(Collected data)
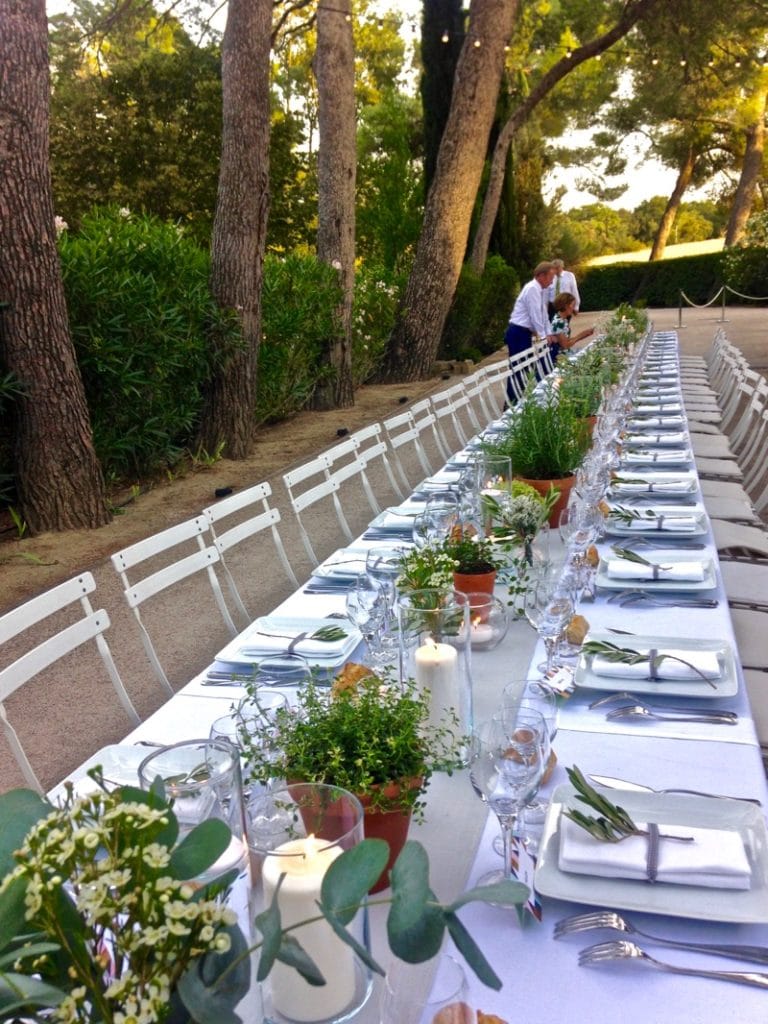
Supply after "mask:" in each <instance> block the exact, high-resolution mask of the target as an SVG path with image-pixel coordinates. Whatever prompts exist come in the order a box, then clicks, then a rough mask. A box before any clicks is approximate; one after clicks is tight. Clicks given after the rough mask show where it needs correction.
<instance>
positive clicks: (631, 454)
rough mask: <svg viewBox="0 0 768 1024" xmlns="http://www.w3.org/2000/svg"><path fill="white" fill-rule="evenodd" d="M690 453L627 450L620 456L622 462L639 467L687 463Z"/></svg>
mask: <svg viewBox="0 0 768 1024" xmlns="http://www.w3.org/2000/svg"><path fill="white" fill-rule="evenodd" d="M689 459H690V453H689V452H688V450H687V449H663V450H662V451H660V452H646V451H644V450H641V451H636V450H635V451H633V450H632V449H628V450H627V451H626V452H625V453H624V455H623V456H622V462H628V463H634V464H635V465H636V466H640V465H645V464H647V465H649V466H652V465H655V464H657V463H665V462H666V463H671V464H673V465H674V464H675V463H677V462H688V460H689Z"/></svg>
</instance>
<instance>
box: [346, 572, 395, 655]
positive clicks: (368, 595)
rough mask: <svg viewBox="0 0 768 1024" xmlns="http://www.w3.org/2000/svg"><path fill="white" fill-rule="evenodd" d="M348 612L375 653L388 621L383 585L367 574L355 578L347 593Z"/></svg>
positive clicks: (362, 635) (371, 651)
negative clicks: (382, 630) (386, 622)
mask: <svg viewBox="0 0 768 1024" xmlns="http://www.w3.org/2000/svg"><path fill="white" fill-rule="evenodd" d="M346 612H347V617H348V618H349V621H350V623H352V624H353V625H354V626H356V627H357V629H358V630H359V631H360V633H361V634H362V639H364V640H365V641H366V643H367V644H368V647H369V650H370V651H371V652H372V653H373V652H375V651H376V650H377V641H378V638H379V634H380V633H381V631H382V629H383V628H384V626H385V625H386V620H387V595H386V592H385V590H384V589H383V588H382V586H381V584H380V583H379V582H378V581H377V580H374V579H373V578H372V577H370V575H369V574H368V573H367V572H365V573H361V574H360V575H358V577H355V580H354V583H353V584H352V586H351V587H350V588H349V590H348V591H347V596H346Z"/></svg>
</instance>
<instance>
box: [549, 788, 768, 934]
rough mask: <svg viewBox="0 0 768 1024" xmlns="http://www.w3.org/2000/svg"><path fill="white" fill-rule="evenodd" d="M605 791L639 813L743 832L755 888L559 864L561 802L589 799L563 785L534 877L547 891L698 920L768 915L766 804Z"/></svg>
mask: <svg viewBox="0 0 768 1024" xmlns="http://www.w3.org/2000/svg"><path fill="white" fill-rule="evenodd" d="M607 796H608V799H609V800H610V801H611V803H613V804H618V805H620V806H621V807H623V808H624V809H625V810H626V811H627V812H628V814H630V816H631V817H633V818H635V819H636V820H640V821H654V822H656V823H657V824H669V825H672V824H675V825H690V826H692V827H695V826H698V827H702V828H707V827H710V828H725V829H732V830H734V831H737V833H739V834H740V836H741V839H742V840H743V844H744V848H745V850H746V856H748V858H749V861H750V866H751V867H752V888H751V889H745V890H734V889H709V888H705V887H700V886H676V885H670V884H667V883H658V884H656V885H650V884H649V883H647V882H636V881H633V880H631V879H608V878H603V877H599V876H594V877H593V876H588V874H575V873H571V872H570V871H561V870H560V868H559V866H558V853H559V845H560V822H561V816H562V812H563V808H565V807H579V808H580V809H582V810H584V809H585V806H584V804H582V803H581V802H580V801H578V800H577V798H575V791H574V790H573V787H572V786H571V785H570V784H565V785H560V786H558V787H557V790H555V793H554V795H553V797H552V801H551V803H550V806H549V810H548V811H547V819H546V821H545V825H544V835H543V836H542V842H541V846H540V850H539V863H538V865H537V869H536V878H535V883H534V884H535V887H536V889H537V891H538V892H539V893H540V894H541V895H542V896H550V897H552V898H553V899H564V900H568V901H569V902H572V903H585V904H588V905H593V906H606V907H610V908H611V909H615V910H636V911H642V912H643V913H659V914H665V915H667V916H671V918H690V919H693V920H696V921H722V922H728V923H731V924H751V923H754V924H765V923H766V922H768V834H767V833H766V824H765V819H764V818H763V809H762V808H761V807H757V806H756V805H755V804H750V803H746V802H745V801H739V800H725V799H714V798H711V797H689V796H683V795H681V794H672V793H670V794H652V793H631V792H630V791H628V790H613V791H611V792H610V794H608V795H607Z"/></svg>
--
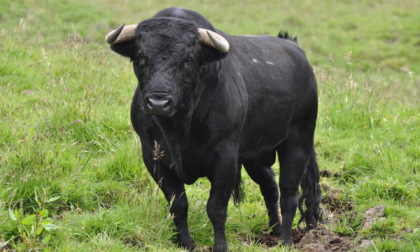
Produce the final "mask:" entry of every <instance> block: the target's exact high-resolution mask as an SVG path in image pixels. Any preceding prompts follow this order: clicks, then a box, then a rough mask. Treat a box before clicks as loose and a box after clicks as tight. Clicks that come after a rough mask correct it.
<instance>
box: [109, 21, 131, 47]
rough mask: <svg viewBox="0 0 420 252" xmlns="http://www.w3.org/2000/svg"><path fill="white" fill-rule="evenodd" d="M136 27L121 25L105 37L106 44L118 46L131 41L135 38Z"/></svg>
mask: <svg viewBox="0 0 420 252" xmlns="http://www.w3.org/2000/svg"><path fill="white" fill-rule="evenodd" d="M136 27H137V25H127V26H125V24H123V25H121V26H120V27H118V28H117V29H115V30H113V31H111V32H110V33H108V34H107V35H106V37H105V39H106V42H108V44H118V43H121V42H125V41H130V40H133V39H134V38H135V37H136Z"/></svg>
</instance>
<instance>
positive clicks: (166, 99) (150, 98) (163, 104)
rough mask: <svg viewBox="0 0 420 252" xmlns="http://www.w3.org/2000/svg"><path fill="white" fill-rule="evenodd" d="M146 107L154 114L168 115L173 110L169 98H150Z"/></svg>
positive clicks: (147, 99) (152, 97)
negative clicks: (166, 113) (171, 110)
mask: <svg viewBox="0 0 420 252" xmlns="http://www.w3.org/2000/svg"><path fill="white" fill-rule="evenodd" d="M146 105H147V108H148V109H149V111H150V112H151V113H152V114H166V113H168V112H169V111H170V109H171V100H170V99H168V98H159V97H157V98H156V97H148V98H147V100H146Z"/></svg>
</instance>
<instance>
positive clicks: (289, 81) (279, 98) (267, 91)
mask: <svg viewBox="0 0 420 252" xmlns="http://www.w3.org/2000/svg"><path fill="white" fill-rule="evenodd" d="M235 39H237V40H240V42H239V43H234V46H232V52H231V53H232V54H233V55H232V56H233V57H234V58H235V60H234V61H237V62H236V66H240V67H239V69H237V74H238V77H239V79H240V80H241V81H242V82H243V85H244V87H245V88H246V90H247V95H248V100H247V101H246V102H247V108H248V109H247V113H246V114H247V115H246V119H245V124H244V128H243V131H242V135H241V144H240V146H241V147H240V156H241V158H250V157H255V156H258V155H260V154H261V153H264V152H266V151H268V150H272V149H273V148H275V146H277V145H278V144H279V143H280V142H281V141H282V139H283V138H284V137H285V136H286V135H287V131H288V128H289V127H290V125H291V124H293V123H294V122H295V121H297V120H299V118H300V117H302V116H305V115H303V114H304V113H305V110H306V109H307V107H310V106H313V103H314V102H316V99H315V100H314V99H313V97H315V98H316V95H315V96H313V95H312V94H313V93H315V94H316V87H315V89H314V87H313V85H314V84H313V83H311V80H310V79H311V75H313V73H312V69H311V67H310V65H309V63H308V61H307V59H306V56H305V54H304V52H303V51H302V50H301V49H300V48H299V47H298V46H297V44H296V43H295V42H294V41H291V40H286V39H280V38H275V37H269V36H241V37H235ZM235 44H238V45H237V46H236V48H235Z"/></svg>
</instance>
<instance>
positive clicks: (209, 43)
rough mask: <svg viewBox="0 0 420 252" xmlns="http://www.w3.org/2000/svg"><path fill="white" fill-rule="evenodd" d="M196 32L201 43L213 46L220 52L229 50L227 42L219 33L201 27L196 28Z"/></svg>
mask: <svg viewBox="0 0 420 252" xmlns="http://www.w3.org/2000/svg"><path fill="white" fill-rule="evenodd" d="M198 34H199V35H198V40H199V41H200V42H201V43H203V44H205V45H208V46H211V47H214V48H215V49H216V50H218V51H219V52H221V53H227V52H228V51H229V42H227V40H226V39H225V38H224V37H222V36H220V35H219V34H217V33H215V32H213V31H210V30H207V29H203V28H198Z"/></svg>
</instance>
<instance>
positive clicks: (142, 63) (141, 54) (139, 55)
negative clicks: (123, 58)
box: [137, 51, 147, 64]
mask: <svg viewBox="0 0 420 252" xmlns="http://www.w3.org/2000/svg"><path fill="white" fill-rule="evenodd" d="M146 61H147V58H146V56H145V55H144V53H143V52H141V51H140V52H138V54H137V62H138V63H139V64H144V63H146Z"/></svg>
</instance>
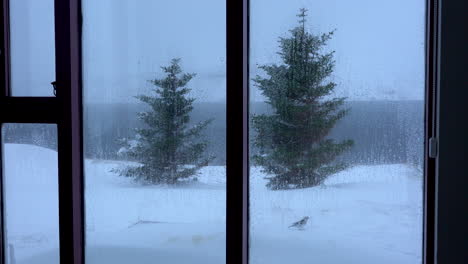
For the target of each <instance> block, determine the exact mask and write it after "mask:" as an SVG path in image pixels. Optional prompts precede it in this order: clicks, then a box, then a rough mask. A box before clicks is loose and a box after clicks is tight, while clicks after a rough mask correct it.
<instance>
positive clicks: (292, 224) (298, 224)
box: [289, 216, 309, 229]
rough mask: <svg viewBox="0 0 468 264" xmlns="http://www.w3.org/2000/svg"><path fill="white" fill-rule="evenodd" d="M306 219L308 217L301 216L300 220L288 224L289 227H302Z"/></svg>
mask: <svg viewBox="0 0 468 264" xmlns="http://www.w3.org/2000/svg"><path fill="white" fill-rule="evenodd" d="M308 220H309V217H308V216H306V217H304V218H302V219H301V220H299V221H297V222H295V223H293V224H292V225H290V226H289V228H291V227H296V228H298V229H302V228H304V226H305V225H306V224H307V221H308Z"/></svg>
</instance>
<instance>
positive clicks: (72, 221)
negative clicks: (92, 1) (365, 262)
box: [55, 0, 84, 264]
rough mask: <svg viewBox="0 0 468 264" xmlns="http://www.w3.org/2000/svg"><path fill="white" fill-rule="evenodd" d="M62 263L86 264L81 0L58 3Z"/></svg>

**ASSIGNMENT**: Rewrite the lines starting at the one that contains "219L308 217L301 216L300" and ending at the one that contains "263L86 264L81 0L58", replacing "rough mask" with "coarse mask" and leaving everything else unchanged.

**ANSWER AREA**:
coarse mask: <svg viewBox="0 0 468 264" xmlns="http://www.w3.org/2000/svg"><path fill="white" fill-rule="evenodd" d="M306 219L308 217L301 216L300 220L288 224L289 227H302Z"/></svg>
mask: <svg viewBox="0 0 468 264" xmlns="http://www.w3.org/2000/svg"><path fill="white" fill-rule="evenodd" d="M308 220H309V217H308V216H306V217H304V218H302V219H301V220H299V221H297V222H295V223H293V224H292V225H290V226H289V228H291V227H296V228H298V229H302V228H304V226H305V225H306V224H307V221H308Z"/></svg>
</instance>
<instance>
positive clicks: (72, 221)
negative clicks: (92, 1) (365, 262)
box: [55, 0, 84, 264]
coarse mask: <svg viewBox="0 0 468 264" xmlns="http://www.w3.org/2000/svg"><path fill="white" fill-rule="evenodd" d="M62 263L86 264L81 0L58 3Z"/></svg>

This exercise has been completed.